= WHAT IS ASKED =
A. Who is named as director of the thesis in the summary about foreign architects and planners in Palestine?
B. Extend the thesis summary about foreign architects and planners in Palestine, picking up right after its final sentence.

= SELECTED EXTRACT =
Who Is Imagining Palestine? A Study of Mediation Processes of Experts’ Knowledge (Foreign Architects and Planners) and its Effects on the Creative Sovereignty of Palestinian Spatial Expertise

Author Dorota KOZACZUK
Director of thesis Professor Riccardo Bocco
Co-director of thesis
Summary of thesis

This research proposes an investigation into spatial practices of foreign architects and planners in the Palestinian Occupied Territories. I compose a theoretical framework for the future research of Architects and Planners as experts in Palestine. In critical literature on planning presented is depicting the discipline as imposition, imperialism, orientalism (Said, 1994) or even dualism (Ferguson, 1999b). I propose a different reading where on the one hand the western experts (planners, architects) understand spatiality of the Middle East as an empty site, a spatial and institutional ‘tabula rasa’. I problematique thus raised calls for the issue of cultural encounter of foreign and local experts to be analyzed and retraced. I propose for the expert knowledge travels to be seen as translation process that on one hand involves writing up of the totality of the expert knowledge into a map, image or plan. While, on the other hand, the local experts hold the possibility of creative engagement and interpretation (Barber, 2007; Derrida, 2001) using local ‘grammar’ (local institutions, tool, knowledge, actors and materials to construct spaces).

Data entries:
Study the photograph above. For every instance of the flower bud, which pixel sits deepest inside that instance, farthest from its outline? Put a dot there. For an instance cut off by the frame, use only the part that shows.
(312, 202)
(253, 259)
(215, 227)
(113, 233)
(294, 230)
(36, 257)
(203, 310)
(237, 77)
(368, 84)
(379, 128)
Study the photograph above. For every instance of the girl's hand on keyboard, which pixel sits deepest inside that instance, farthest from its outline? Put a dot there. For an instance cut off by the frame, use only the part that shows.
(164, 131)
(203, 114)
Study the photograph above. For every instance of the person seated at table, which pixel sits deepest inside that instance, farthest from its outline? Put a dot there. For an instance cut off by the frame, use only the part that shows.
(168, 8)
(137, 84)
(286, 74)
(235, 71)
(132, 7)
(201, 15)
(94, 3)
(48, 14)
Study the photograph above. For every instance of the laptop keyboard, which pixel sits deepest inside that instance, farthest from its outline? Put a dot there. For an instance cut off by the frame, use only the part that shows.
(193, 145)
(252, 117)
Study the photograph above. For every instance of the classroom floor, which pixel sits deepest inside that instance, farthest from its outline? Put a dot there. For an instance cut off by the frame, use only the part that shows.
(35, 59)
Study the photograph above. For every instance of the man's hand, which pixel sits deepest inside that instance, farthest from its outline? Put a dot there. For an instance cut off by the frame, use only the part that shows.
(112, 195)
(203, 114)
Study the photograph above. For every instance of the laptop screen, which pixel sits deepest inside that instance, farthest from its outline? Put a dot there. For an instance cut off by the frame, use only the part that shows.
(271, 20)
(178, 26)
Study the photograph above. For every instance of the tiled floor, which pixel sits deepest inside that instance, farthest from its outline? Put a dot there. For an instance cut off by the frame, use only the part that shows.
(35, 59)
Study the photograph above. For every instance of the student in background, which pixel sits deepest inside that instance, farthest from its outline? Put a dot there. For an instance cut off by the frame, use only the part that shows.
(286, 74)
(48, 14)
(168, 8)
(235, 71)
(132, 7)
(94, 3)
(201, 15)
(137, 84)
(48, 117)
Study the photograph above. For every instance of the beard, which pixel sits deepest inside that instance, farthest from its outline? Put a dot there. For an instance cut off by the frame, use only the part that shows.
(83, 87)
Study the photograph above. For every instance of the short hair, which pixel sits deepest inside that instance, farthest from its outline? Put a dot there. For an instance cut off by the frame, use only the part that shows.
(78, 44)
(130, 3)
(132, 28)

= SOLVED TASKS =
A. Professor Riccardo Bocco.

B.
Foreign architects and planners in Palestine are a model case study to test the possibility of creative and active engagement by the local experts with the planning maps and architectural drawings. Palestine has been subjected to various state building processes since The Oslo Peace Process and planning is recognized as an important part of their state formation efforts. Within the neoliberal state model envisaged for the Palesinians, many planning and architectural foreign initiatives entered and existed in the territories with the intention to 'empower' the Palestinians though workshops, participatory planning, or academic training. Second Palestine in Palestine there remains relative lack of institutions, lack of instructive planning and building laws and the lack of an agreed aesthetic discourse among Palestinians. For socio-historical reasons and the nature of the Israeli – Palestinian conflict, the dispersed and fragmenting Palestinian culture, uncertain identity and weak institutions, the creative engagement with foreign expertise is inhibited.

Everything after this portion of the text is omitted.